Task item
Which of the lines below hold "cliff"? Please return each one.

Records supplied

• • • • •

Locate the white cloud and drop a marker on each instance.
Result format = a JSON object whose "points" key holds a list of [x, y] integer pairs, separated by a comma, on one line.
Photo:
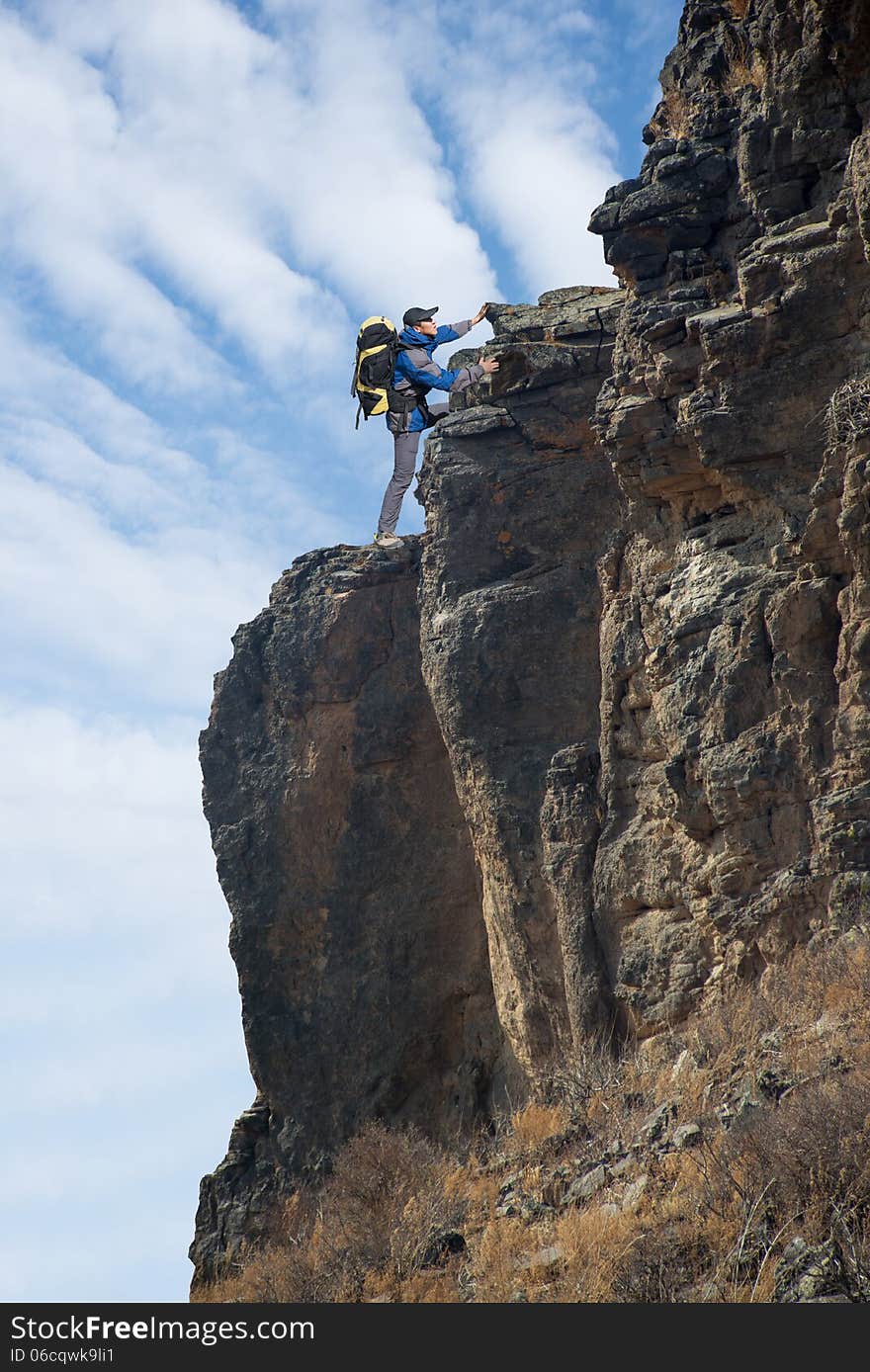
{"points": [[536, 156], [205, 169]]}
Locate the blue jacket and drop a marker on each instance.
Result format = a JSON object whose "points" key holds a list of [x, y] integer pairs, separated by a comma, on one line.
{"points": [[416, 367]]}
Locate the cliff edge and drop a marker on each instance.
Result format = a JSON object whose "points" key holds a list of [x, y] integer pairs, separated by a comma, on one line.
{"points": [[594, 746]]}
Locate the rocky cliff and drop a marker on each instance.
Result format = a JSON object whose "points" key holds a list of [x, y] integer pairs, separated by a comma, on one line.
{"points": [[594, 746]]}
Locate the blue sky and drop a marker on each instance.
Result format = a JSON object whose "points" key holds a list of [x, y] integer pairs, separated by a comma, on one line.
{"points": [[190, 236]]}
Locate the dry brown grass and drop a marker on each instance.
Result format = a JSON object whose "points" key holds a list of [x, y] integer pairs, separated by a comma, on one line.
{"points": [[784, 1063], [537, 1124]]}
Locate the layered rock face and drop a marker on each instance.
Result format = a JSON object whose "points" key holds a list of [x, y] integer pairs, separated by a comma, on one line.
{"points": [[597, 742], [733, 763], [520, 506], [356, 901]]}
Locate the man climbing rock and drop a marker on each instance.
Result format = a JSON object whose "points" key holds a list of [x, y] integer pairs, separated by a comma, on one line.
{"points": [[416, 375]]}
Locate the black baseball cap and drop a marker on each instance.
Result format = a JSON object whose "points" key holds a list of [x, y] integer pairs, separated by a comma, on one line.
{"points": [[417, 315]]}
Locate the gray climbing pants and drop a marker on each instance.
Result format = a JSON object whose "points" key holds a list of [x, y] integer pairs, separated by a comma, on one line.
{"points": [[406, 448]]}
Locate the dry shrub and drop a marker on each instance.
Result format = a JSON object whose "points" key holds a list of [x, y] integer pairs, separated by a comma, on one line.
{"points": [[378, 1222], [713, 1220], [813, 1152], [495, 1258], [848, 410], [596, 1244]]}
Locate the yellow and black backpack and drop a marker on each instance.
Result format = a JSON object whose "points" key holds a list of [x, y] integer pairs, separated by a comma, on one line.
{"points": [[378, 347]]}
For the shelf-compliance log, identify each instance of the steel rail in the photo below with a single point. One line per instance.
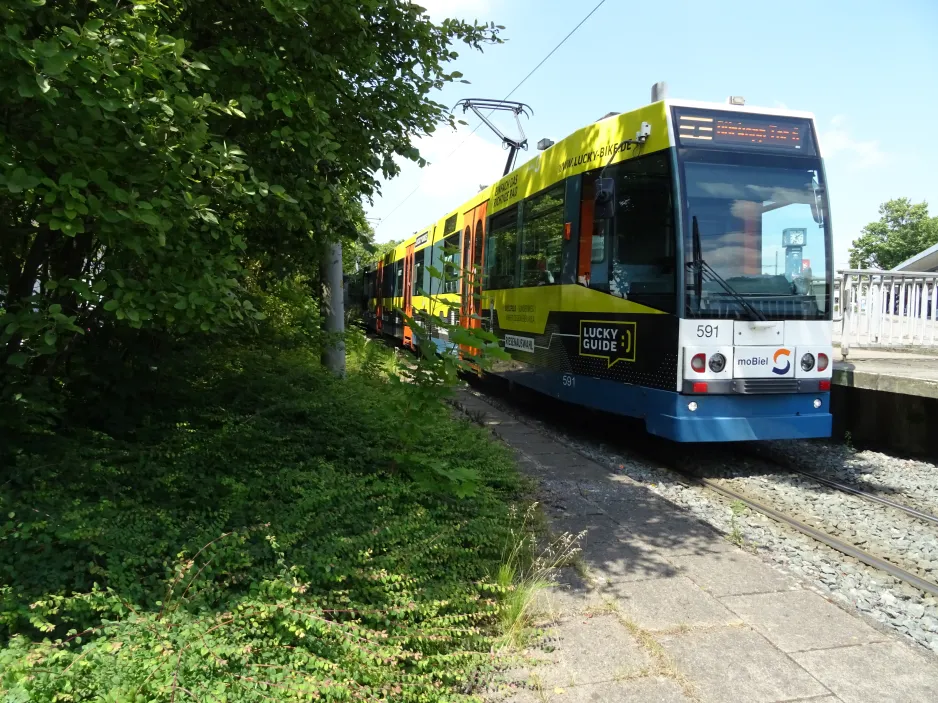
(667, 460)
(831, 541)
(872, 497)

• • • • •

Answer space
Locate the cliff edge and drop a marker on each instance.
Locate the rocky cliff and drop a marker on each instance.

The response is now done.